LIST OF TASKS:
[A] Reproduce word for word the part of the passage of personal reflections that runs between "Fears. Some of" and "used to be.", inclusive.
[B] Write what follows in the passage of personal reflections, starting after its last line.

TEXT PASSAGE:
=-=-=-=-=

Fears. Some of them are wounds that exist long before we exist.
My mom was always late. It drove me crazy as a child. So I’m always on time-or early.
There’s a tremendous amount of power that comes from not having to say yes.
It’s very hard for me to get a new car. It’s really hard for me to get a new house. It’s really hard for me to move on from the things that give me stability. I just … don’t. There’s a tenacity to that which is great, because I’m totally loyal. But that keeps you living in the past a bit. And it’s hard to embrace the future if you are continually holding on to who you used to be.
There are probably a series of moments that tell you what you are going to become. To me, that doesn’t mean a moment I thought, I’m going to be famous and get a bunch of Academy Awards. To me, it’s the moment that you know you will be the one who fulfills your mother’s vicarious power issues.
I love Los Angeles. I loved growing up here. I love living here. But it’s a different approach in life. If you have a problem, you just go to the beach. You play volleyball or something. There’s an external way of handling all your issues.
Often people think of strength as surviving. But I think it’s surviving intact, and there’s a big distinction.
My definition of a friend is somebody who adores you even though they know the things you’re most ashamed of.
All my films are about people in a spiritual crisis. The Beaver, for sure.

=-=-=-=-=

RECORDED DATA:
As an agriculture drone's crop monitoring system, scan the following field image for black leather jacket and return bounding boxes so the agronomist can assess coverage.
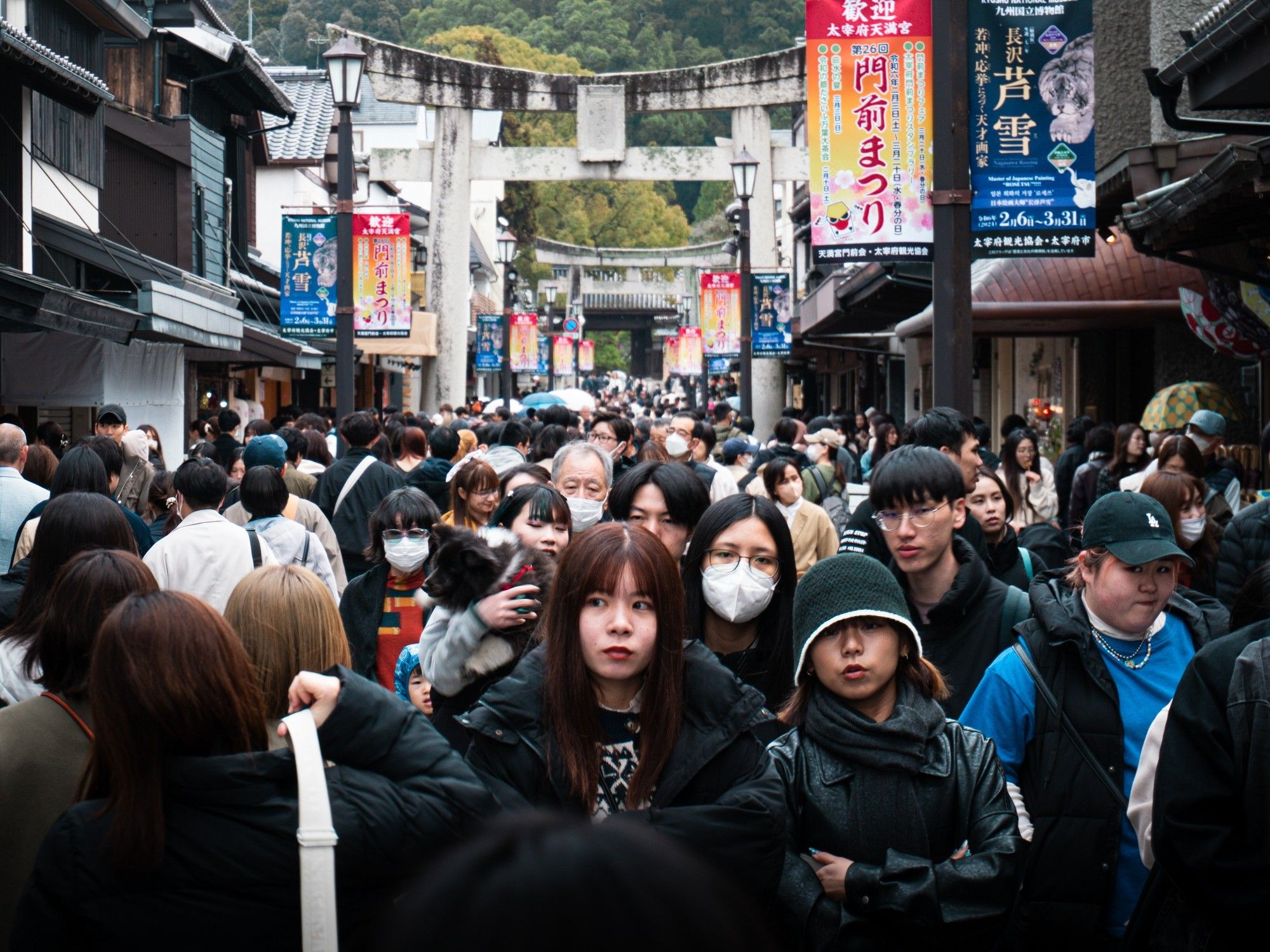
[767,721,1022,949]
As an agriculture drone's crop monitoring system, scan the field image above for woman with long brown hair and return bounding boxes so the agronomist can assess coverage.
[460,523,785,894]
[10,591,493,951]
[768,554,1022,949]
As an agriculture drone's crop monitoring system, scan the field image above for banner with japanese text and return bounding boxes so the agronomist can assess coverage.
[679,328,705,377]
[353,212,410,338]
[662,337,679,377]
[749,274,794,358]
[806,0,947,264]
[512,314,538,373]
[969,0,1096,258]
[475,314,503,373]
[551,337,573,377]
[278,215,338,338]
[701,272,740,365]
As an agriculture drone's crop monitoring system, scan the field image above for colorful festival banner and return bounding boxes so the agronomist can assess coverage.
[969,0,1096,258]
[578,340,596,373]
[551,337,573,377]
[806,0,947,264]
[749,274,794,358]
[701,272,740,358]
[662,337,679,377]
[476,314,503,373]
[679,328,711,376]
[353,212,410,338]
[512,314,538,373]
[278,215,338,338]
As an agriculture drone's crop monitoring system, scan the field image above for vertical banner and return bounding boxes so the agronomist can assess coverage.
[353,212,410,338]
[512,314,538,373]
[551,337,573,377]
[476,314,503,373]
[679,328,705,377]
[749,274,794,358]
[278,215,338,338]
[806,0,949,264]
[662,337,679,377]
[701,272,740,358]
[969,0,1096,258]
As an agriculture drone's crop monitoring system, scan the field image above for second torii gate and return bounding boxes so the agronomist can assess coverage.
[351,33,809,433]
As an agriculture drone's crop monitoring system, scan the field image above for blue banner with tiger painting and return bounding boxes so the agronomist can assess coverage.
[968,0,1096,258]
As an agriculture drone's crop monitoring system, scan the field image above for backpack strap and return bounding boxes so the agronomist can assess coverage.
[246,529,264,568]
[1013,641,1129,810]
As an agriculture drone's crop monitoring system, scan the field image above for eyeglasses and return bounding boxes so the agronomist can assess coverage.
[705,548,781,579]
[380,529,432,542]
[874,502,947,532]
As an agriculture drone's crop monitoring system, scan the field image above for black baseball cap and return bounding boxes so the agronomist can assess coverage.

=-=-=-=-=

ANSWERS FOR THE EXERCISE:
[A]
Fears. Some of them are wounds that exist long before we exist.
My mom was always late. It drove me crazy as a child. So I’m always on time-or early.
There’s a tremendous amount of power that comes from not having to say yes.
It’s very hard for me to get a new car. It’s really hard for me to get a new house. It’s really hard for me to move on from the things that give me stability. I just … don’t. There’s a tenacity to that which is great, because I’m totally loyal. But that keeps you living in the past a bit. And it’s hard to embrace the future if you are continually holding on to who you used to be.

[B]
You couldn’t pay me to be in my twenties again. I didn’t know that I was ever going to be successful. I didn’t know if I would be able to ever afford a place to live. I didn’t know if I would take care of my family. These seem like dumb questions when you’re forty-five. But when you’re twenty-three, all these are just a bunch of question marks ahead of you. I can’t live with that anxiety.
The hardest thing about life in your forties is that it’s heavy. You have to take responsibility for it, because you made it heavy. You’re the one who wanted to have children. You’re the one who wanted to have a big job. You’re the one who wanted to have more than one house. You’re the one, and you have to take responsibility for those choices. I wouldn’t do it any differently, but part of me will always miss being light.
The second half of the job is trying to get that back.
People are always surprised when I say that I’m an atheist.
In my home, we ritualize all of them. We do Christmas. We do Shabbat on Fridays. We love Kwanzaa. I take pains to give my family a real religious basis, a knowledge, because it’s being well educated. You need to know why all those wars were fought.
Jonathan Kaplan was adamant that the rape scene in The Accused be everything that we rehearsed. There would not be one ad-lib. But even after going through a massive amount of rehearsal, after every take, three of the guys just started crying. They were a mess. I had to spend my time telling them, “It’s okay. I’m fine. Everything’s okay.” There was one guy who was not a mess at all. He was like, “My hair okay?” He was my buddy. That was the guy I could hang with because at dinner we just talked about his dog or his life.
Some part of my brain is fried in the mathematical department. I can’t retain numbers. If you tell me to be there at 9:30, I have to write it down because I remember 8:45 or 10:20. I can’t remember my phone numbers. I don’t know what eight times seven is. I’ve seen through the new occupational therapies how they isolate parts of the brain that are damaged. For me, it’s the whole abstract-number thing. But I can tell you a story about anything and remember it all.
Fear is the number-one emotion that we’re spending tremendous amounts of brainpower to cover up.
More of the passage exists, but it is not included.